Some records:

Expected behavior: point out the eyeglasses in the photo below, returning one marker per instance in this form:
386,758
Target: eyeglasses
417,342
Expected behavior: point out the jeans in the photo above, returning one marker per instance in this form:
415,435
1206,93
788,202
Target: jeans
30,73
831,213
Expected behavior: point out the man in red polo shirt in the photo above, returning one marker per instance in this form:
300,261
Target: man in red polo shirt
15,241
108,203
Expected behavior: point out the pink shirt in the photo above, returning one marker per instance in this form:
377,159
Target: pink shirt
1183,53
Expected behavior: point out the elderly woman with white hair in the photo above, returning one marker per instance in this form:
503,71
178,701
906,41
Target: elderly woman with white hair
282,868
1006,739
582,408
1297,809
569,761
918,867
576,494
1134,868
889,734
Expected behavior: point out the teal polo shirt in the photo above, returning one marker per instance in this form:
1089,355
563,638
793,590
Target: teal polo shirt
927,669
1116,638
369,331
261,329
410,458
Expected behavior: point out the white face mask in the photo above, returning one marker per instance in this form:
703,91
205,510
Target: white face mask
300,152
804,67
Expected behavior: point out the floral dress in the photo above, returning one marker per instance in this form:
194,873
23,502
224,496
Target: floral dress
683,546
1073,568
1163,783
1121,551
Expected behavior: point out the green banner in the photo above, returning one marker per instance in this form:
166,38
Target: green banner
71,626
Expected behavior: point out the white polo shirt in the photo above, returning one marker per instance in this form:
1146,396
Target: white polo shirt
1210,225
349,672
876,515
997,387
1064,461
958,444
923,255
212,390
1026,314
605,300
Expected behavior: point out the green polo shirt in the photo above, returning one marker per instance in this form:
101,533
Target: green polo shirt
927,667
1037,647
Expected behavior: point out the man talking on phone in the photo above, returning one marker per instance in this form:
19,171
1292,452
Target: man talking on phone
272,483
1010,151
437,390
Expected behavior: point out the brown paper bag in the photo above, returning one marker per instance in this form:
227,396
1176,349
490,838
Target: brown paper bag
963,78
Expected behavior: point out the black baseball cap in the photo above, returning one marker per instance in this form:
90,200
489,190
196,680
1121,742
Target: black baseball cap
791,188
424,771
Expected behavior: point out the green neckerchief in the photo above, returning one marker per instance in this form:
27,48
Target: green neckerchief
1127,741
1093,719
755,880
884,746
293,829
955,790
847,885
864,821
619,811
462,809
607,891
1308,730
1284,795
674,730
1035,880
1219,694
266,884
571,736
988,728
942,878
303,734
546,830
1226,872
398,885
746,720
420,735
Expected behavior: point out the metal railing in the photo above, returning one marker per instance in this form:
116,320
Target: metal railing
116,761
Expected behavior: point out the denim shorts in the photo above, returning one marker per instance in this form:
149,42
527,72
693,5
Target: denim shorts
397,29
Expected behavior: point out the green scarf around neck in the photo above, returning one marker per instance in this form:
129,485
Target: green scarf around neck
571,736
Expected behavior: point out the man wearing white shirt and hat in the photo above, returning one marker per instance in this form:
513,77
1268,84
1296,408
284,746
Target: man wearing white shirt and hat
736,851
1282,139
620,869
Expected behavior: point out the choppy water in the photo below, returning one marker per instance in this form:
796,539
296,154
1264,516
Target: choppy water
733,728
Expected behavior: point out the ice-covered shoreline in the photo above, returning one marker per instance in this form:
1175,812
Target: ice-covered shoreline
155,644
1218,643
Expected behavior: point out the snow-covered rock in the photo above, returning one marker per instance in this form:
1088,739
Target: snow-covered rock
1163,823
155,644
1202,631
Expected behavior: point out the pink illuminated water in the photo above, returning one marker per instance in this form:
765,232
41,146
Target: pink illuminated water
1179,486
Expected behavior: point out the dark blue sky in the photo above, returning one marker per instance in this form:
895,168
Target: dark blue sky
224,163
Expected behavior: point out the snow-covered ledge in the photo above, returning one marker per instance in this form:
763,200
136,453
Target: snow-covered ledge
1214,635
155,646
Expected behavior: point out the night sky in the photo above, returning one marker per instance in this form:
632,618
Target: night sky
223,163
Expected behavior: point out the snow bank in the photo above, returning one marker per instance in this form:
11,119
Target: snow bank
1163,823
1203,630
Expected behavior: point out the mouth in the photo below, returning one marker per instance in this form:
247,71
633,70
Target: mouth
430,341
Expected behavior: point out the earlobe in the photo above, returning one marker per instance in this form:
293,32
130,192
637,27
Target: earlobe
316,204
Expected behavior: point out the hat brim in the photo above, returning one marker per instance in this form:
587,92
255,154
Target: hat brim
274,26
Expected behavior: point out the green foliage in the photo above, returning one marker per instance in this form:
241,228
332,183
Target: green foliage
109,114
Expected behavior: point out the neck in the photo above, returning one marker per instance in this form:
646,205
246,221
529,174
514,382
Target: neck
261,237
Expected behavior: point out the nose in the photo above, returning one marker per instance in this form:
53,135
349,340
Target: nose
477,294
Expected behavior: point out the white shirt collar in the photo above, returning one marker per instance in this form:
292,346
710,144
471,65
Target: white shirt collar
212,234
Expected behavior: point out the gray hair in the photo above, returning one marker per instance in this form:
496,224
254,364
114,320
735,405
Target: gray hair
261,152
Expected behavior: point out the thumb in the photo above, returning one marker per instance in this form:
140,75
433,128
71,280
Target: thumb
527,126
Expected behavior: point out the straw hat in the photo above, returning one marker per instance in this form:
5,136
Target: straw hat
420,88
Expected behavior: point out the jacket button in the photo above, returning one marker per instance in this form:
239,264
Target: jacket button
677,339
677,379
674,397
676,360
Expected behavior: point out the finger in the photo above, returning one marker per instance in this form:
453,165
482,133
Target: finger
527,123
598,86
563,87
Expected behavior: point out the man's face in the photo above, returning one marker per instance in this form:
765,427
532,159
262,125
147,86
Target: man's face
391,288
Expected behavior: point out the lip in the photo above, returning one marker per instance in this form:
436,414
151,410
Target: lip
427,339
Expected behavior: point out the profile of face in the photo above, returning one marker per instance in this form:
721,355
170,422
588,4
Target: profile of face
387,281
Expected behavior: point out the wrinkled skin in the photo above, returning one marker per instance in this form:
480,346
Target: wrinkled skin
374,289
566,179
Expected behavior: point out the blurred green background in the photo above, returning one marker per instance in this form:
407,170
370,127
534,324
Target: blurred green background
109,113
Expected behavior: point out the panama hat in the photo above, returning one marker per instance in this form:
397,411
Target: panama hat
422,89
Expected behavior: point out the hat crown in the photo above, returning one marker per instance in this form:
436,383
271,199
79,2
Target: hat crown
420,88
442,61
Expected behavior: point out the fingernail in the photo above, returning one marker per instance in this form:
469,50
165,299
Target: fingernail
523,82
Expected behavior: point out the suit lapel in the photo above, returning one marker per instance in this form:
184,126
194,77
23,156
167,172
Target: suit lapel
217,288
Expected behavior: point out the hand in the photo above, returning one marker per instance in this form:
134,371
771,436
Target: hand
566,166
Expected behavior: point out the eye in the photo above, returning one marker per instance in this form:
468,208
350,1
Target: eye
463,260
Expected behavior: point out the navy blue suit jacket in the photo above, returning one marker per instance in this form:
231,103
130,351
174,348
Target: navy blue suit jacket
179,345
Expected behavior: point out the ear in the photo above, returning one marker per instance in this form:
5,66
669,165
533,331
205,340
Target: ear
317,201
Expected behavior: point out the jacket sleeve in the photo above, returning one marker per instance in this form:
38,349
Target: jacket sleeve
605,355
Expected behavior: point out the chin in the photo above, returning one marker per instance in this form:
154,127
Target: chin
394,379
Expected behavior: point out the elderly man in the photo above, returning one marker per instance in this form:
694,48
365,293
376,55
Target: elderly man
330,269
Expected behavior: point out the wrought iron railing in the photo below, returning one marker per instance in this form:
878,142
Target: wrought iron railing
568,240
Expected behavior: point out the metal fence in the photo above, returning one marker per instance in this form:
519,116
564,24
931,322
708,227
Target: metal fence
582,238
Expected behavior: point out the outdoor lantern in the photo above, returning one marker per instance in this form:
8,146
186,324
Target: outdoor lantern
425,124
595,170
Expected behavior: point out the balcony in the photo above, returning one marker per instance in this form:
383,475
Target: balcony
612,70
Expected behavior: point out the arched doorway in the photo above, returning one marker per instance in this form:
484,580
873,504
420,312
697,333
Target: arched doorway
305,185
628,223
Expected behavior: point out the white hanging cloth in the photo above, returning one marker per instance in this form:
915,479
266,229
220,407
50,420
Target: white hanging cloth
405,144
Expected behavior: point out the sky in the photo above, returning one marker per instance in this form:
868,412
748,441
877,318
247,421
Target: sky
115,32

--- What needs to be done ---
Quote, word for word, every line starting at the one that contains "Expected behavior: point out the chin" and ending with the final line of the entries.

--- Worked solution ---
Expected behavior: point out the chin in the photo above, returning one marker per instance in this form:
154,127
Target: chin
394,379
Expected behavior: point out the elderly man in the photo above, returning one marker per instance in this form:
694,48
365,293
376,55
Target: elderly man
330,269
Expected behavior: point out the wrought iron railing in the photo below, returning one marker per instance in this form:
878,142
Target: wrought iron railing
568,240
Expected behavior: point out the metal fence in the photo above, returning one marker per instance in this form:
519,116
564,24
931,322
708,227
Target: metal fence
582,238
Expected behavior: point out the outdoor lantern in the photo above, returning one marker per instance in this form:
8,146
186,324
Target: outdoor lantern
425,124
595,170
Expected behavior: point out the balcony in the photo above, returning one marker per instance in this form:
383,475
Target: balcony
612,70
Expected behavior: point out the arched doorway in the photo above, returning one marker per instance in this form:
484,580
873,504
420,312
697,333
Target: arched doorway
305,185
628,223
Expected behavior: point out the white hanging cloth in the photo above, returning one marker per instance in this form:
915,479
266,229
220,407
50,420
Target: white hanging cloth
405,144
Expected behavior: point out the sky in the photo above, returning one marker per instance in this form:
868,412
748,441
877,318
247,421
Target: sky
115,32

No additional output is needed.